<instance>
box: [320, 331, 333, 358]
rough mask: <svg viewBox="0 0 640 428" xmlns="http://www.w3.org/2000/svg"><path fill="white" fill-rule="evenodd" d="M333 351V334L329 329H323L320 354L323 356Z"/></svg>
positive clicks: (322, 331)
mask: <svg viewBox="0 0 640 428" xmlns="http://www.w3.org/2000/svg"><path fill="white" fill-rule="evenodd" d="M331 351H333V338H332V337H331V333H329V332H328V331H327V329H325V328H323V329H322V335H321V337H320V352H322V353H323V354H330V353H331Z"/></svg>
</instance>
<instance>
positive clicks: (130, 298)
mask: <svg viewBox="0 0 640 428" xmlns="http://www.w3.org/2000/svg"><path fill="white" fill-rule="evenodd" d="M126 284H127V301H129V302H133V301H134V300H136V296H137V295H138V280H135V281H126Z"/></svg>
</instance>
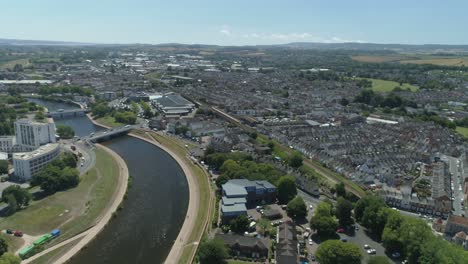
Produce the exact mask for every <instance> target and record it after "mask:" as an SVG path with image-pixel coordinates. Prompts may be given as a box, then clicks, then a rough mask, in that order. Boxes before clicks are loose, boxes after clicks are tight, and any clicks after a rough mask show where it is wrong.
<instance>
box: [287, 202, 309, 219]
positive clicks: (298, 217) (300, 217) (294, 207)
mask: <svg viewBox="0 0 468 264" xmlns="http://www.w3.org/2000/svg"><path fill="white" fill-rule="evenodd" d="M286 212H287V214H288V216H289V217H291V218H292V219H294V220H297V219H302V218H305V217H306V216H307V206H306V204H305V203H304V200H303V199H302V198H301V197H299V196H296V198H294V199H292V200H291V201H290V202H289V203H288V205H287V207H286Z"/></svg>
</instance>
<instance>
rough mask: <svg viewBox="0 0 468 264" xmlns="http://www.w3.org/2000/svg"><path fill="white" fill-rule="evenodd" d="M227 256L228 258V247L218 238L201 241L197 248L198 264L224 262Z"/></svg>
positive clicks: (218, 263) (219, 262)
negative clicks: (226, 246) (202, 241)
mask: <svg viewBox="0 0 468 264" xmlns="http://www.w3.org/2000/svg"><path fill="white" fill-rule="evenodd" d="M227 258H229V249H228V248H227V247H226V245H225V244H224V242H223V241H221V240H219V239H213V240H210V241H206V242H202V243H201V245H200V247H199V249H198V260H199V261H200V264H225V263H227V262H226V259H227Z"/></svg>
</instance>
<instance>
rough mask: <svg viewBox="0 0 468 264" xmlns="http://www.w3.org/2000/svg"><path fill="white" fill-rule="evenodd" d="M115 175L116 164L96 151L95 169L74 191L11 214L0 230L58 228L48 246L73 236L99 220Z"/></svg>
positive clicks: (115, 183) (67, 190) (36, 235)
mask: <svg viewBox="0 0 468 264" xmlns="http://www.w3.org/2000/svg"><path fill="white" fill-rule="evenodd" d="M118 175H119V172H118V166H117V163H116V161H115V160H114V159H113V158H112V156H110V155H109V154H107V152H105V151H104V150H102V149H99V148H97V149H96V166H95V167H94V168H92V169H91V170H89V171H88V172H87V173H86V174H84V175H83V176H82V177H81V181H80V184H79V185H78V186H77V187H76V188H73V189H70V190H67V191H63V192H58V193H56V194H54V195H50V196H48V197H45V198H43V199H41V200H37V201H33V202H32V203H31V205H30V206H28V207H27V208H25V209H23V210H21V211H19V212H16V213H15V214H14V215H12V216H9V217H2V218H0V229H6V228H9V229H15V230H22V231H23V232H25V233H26V234H29V235H34V236H37V235H42V234H44V233H48V232H50V231H51V230H52V229H54V228H59V229H60V230H61V231H62V235H61V236H60V237H58V238H57V239H55V240H53V241H52V242H51V243H49V244H48V246H51V245H53V244H56V243H58V242H60V241H63V240H65V239H68V238H70V237H73V236H74V235H76V234H79V233H81V232H83V231H84V230H86V229H88V228H89V227H91V226H92V225H94V224H95V223H96V221H97V220H98V219H99V217H100V215H101V214H102V212H103V210H105V208H106V207H107V206H108V205H109V203H110V202H111V198H112V196H113V193H114V192H115V189H116V186H117V180H116V179H117V177H118ZM15 244H16V243H13V244H12V245H15ZM15 249H17V248H15Z"/></svg>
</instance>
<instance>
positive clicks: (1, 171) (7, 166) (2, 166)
mask: <svg viewBox="0 0 468 264" xmlns="http://www.w3.org/2000/svg"><path fill="white" fill-rule="evenodd" d="M6 173H8V161H6V160H0V174H6Z"/></svg>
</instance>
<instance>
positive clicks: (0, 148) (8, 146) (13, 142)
mask: <svg viewBox="0 0 468 264" xmlns="http://www.w3.org/2000/svg"><path fill="white" fill-rule="evenodd" d="M15 145H16V138H15V136H0V151H2V152H6V153H11V152H12V151H13V146H15Z"/></svg>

···

PROBLEM REQUIREMENTS -> Which lines belong in the answer? Exactly those from the first line of the entries through the line holding "351V334L329 329H323L320 354L323", inclusive, copied unchanged.

SOLUTION FOR THIS TASK ->
<instance>
box: [320, 331, 333, 358]
rough mask: <svg viewBox="0 0 640 428" xmlns="http://www.w3.org/2000/svg"><path fill="white" fill-rule="evenodd" d="M333 351V334L329 329H323L320 354L323 356Z"/></svg>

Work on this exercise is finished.